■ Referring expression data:
Segment Open
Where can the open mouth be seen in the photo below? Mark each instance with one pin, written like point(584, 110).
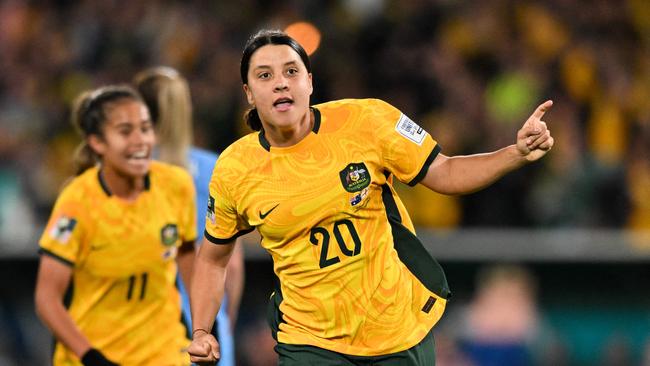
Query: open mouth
point(282, 104)
point(139, 156)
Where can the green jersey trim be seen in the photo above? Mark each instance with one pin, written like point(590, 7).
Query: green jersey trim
point(423, 172)
point(411, 251)
point(221, 241)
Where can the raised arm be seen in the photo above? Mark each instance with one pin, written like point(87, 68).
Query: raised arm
point(470, 173)
point(206, 292)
Segment Closed
■ WHAT IS NEEDED: In the copy, include all records verbatim but no images.

■ YOUR SOLUTION:
Where can the open mouth be seen in the photo below? Mark each instance with one pin, written like point(584, 110).
Query: open mouth
point(282, 104)
point(139, 156)
Where can the green jersey trim be seen in the photo above? Mark each instance with one pin, written like point(590, 7).
Query: green jersey trim
point(423, 172)
point(411, 251)
point(221, 241)
Where can the raised arm be seen in the photo above? Mark each instance with one pin, written like point(87, 68).
Query: raised arm
point(470, 173)
point(206, 292)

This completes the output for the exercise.